**** SEZIONE DI TESTO

Storia a fumetti di Aleksandar Zograf dedicata alle lettere di Hilda Dajč pubblicata dalla rivista Popoli

Storia a fumetti di Aleksandar Zograf dedicata alle lettere di Hilda Dajč pubblicata dalla rivista Popoli

Nata nel 1922 in una famiglia ebrea aschenazita, Hilda Dajč, trovò la morte nel lager di Zemun, luogo cruciale nella perpetuazione dell’Olocausto nella Serbia occupata. Lì scrisse alcune lettere che sono state conservate e tradotte

27/01/2017 -  Božidar Stanišić

Il lager di Zemun (in tedesco Semlin Judenlager), luogo centrale nella perpetuazione dell’Olocausto nella Serbia occupata, si trovava sulla riva sinistra del fiume Sava, di fronte al ponte Savski Most, nel luogo dove nel 1937 era stata inaugurata la Fiera di Belgrado. Dopo il bombardamento tedesco dell’aprile 1941, la località si trovò inclusa nello Stato Indipendente di Croazia, che su richiesta dei tedeschi permise l’istituzione del lager gestito dalle SS. Il lager fu attivo dall’ottobre 1941 al luglio 1944.

Nella fase iniziale della realizzazione della zona Judenfrei questo campo fu destinato solo agli ebrei serbi, poi anche ai partigiani e ad altri aderenti alla resistenza. Secondo lo storico Christopher Browning (Fateful Months: Essays on the Emergence of the Final Solution, London, 1985) il Semlin Judenlager rappresenta la prima concezione del più vasto piano di sterminio degli ebrei europei. Dei 17.800 ebrei di Serbia ne furono uccisi 14.800 (83,1%). Circa 6.320 (42,5%) persero la vita nel lager di Zemun o subito dopo esserne stati portati via. Si calcola che in totale le persone che vennero uccise nel lager di Zemun, quindi non solo appartenenti alla comunità ebraica, furono circa 32.000.

Veicolo per annientare i pidocchi”

All’inizio del 1942 le autorità naziste di Belgrado trovarono la soluzione per il “problema ebraico”: un camion di marca Saurer, adattato in modo tale da convogliare i gas di scappamento del motore nel cassone del veicolo, ermeticamente chiuso. Un tragitto di un quarto d’ora nella cosiddetta dušegupka (“soffocatore”) era sufficiente per uccidere cento persone alla volta. Nei documenti nazisti il camion è chiamato “veicolo per annientare i pidocchi” (Entlausungswagen).

Dopo il viaggio della morte attraverso Belgrado, i corpi delle vittime venivano sepolti nelle fosse comuni di Jajinci, villaggio alle pendici del monte Avala, a sud della città. Sul posto, dei prigionieri serbi svuotavano il camion e gettavano i cadaveri in fosse scavate in precedenza. Gli autisti del camion erano le SS Goetz e Meyer, che portarono a termine una settantina di viaggi della morte. Lo scrittore David Albahari ha scritto un romanzo su questi autisti della dušegupka (Goetz e Meyer, Einaudi, Torino 2006, trad. Alice Parmeggiani).

********
**** DATI ESTRATTI

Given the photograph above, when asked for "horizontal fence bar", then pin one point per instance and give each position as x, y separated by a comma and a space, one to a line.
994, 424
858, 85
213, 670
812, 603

********

◆ DA SVOLGERE:
(1) Secondo il testo sul lager di Zemun, in quale periodo il lager rimase in funzione?
(2) Continua il testo sul lager di Zemun dopo la sua ultima frase.
Questi dati non hanno alcun legame con il testo.

◆ SOLUZIONI DELL'ESERCIZIO:
(1) Dall'ottobre 1941 al luglio 1944.

(2)
Le quattro lettere di un “pidocchio” (1)

Uno dei “pidocchi” si chiamava Hilda Dajč. Nata nel 1922, in una ricca famiglia aschenazita, prima della guerra si era iscritta agli studi di architettura all’Università di Belgrado. Nella Serbia occupata furono chiuse tutte le università, così Hilda fece volontariato come infermiera all’Ospedale ebreo di Belgrado. Durante i primi mesi dell’occupazione il padre di Hilda, Emil Dajč, ricevette l’incarico di vicepresidente del Vertretung der Judischen Germainchaft, il corpo rappresentativo della Comunità ebraica di Belgrado. Questa organizzazione, fondata dai nazisti, si fece carico delle attività delle organizzazioni umanitarie ebraiche e delle altre istituzioni alle quali l’occupatore nel 1941 aveva vietato di lavorare.

Dato che il padre ricopriva un incarico importante, nella fase iniziale dell’occupazione la famiglia di Hilda fu risparmiata dalle numerose e severe disposizioni e leggi antisemite.

Nel dicembre 1941, dopo che la buona parte della popolazione maschile ebraica della Serbia era stata uccisa per rappresaglia della Wehrmacht in risposta alle rivolte e ai sabotaggi, fu ordinato anche alle donne, bambini e agli anziani della comunità ebraica di Belgrado di preparare gli effetti personali e di presentarsi all’ufficio principale del Judenreferat, il reparto della Polizia speciale in via George Washington numero 23. Da lì furono condotti nel Padiglione n° 3 del neo fondato Judenlager Semlin.

Nonostante le famiglie di chi faceva parte dell’amministrazione del Corpo rappresentativo ebraico non fossero costrette ad ubbidire all’ordine, Hilda, al contrario del desiderio della sua famiglia, si presentò volontaria per andare nel campo e, svolgendo il compito di infermiera, restare fra le “persone che necessitano aiuto”.

La data di morte di Hilda Dajč è sconosciuta, ma sicuramente fu uccisa con i camion a gas, insieme a oltre 6000 donne, bambini e vecchi. Dalla fine del marzo 1942 fino al 10 maggio 1942, i prigionieri del lager, in gruppi di 50-100 persone, passarono per l’ultima volta per le strade di Belgrado prima di venire portati fino alle fosse comuni.

Hilda riuscì a far uscire quattro lettere dal campo della morte (2). Ricorderei volentieri queste lettere ai cosiddetti testimoni dell’attuale e vergognoso processo di riabilitazione, davanti all’Alta corte di Belgrado, di Milan Nedić, presidente del Governo collaborazionista filonazista della Serbia durante la Seconda guerra mondiale. Ma, molto volentieri raccomando queste lettere a tutti i giovani in Serbia e in altri paesi della regione, che già da un quarto di secolo sono esposti alle varie pressioni dei sostenitori della revisione della Storia.

Heine nel “formicaio dei miserabili”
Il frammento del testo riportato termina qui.